[Materials provided — start]

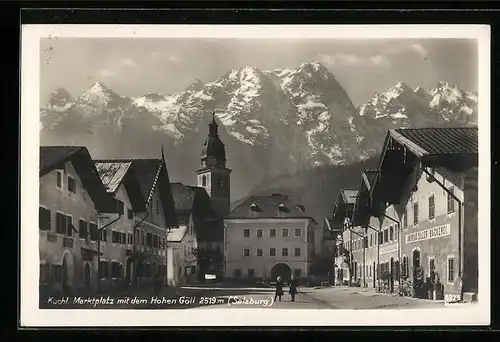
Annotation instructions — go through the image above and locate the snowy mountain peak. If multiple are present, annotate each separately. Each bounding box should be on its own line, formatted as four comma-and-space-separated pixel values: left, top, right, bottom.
186, 79, 205, 92
77, 81, 120, 106
47, 87, 73, 108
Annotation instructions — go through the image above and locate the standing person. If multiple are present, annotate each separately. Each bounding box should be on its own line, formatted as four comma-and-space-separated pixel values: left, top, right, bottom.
274, 276, 284, 302
289, 275, 298, 302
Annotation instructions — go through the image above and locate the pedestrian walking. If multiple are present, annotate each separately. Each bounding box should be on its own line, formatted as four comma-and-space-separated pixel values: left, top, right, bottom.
289, 275, 298, 302
274, 276, 284, 302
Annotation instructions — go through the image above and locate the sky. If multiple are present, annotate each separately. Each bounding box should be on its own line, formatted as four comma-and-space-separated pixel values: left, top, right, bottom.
40, 38, 478, 107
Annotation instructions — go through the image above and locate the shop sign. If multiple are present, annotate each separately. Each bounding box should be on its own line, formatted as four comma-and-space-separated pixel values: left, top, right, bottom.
380, 243, 398, 255
405, 224, 451, 244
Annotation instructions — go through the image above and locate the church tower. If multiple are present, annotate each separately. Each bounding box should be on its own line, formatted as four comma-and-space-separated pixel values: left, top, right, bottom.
196, 111, 232, 217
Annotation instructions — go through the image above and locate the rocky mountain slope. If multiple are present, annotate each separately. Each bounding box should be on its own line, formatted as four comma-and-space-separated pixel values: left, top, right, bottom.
40, 61, 478, 201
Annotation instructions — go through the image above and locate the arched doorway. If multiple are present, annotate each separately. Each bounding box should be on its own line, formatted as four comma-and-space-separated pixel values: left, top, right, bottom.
270, 263, 292, 283
412, 249, 421, 271
84, 262, 91, 291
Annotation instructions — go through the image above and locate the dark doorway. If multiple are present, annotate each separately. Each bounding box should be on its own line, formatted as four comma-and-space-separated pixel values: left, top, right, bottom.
412, 249, 421, 269
84, 263, 91, 290
390, 258, 395, 293
270, 263, 292, 283
373, 262, 376, 287
62, 258, 69, 294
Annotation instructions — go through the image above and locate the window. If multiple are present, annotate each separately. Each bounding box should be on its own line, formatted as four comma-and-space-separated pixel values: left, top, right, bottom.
55, 213, 65, 234
282, 228, 289, 237
89, 222, 98, 241
364, 237, 368, 248
39, 207, 51, 231
202, 175, 207, 186
234, 269, 242, 278
99, 261, 108, 279
244, 248, 250, 257
389, 226, 394, 241
413, 202, 419, 225
98, 228, 105, 242
447, 257, 454, 283
294, 269, 302, 278
270, 248, 276, 256
127, 209, 133, 220
378, 232, 383, 245
243, 229, 250, 237
147, 232, 153, 247
248, 269, 255, 278
429, 258, 436, 280
270, 229, 277, 237
447, 187, 455, 213
78, 219, 87, 239
403, 209, 408, 229
127, 233, 133, 244
257, 229, 263, 238
294, 228, 302, 237
257, 248, 263, 256
56, 171, 63, 189
428, 195, 435, 220
121, 232, 127, 245
294, 248, 301, 257
67, 176, 76, 193
282, 248, 288, 257
112, 231, 120, 243
63, 215, 73, 237
369, 234, 372, 247
115, 200, 124, 215
384, 229, 388, 243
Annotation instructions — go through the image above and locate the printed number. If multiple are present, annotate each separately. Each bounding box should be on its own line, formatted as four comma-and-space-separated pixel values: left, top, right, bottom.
199, 297, 216, 305
445, 294, 460, 302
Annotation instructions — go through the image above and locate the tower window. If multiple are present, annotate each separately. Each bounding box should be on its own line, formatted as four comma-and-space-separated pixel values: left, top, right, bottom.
202, 175, 206, 186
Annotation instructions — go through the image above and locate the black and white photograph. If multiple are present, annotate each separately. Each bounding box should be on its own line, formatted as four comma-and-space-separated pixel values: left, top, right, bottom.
20, 24, 490, 326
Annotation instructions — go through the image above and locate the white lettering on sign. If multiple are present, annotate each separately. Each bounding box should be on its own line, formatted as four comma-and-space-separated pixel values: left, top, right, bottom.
380, 243, 398, 255
405, 224, 451, 244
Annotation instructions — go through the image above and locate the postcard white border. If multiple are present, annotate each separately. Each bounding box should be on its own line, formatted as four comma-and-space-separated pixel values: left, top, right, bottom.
21, 24, 491, 327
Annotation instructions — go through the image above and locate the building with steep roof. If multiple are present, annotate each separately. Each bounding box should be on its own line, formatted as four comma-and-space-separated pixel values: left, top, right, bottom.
39, 146, 116, 296
224, 193, 318, 284
349, 127, 478, 301
94, 148, 178, 289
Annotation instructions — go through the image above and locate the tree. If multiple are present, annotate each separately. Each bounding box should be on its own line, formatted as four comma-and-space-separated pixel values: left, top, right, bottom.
191, 246, 224, 280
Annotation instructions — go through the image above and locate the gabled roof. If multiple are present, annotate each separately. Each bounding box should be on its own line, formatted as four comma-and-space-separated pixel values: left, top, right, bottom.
94, 161, 146, 212
341, 189, 358, 205
361, 169, 379, 193
95, 162, 132, 193
167, 226, 188, 243
171, 182, 196, 214
228, 193, 317, 223
94, 157, 178, 227
390, 127, 478, 158
39, 146, 114, 212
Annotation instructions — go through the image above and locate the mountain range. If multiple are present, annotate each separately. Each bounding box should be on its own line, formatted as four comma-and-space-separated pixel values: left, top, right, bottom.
40, 61, 478, 206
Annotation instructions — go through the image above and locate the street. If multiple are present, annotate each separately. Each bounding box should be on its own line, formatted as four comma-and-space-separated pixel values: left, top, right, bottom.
40, 283, 458, 310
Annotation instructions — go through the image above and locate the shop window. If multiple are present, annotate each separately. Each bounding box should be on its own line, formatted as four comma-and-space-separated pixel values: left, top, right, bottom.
447, 257, 454, 283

[Materials provided — finish]

Prompt |
Reproduce exactly the lines from the one containing "locate the street." through the last line of the records above, including both, and nothing else.

Written answer |
Annotation instructions — go through the image above and locate the street. If multiple are present, annotate each separately. Each bounding box should be on its own line, formatted as four comma-and-space-separated pixel values: left, top, right, bottom.
40, 283, 458, 310
Annotation instructions — go through the image above and locate the shop window. If multiple are present, annotate each separately. Each bounding box should be on its own line, formatted as four comma-and-space-separated pixel values: left, top, right, bottom.
447, 257, 454, 283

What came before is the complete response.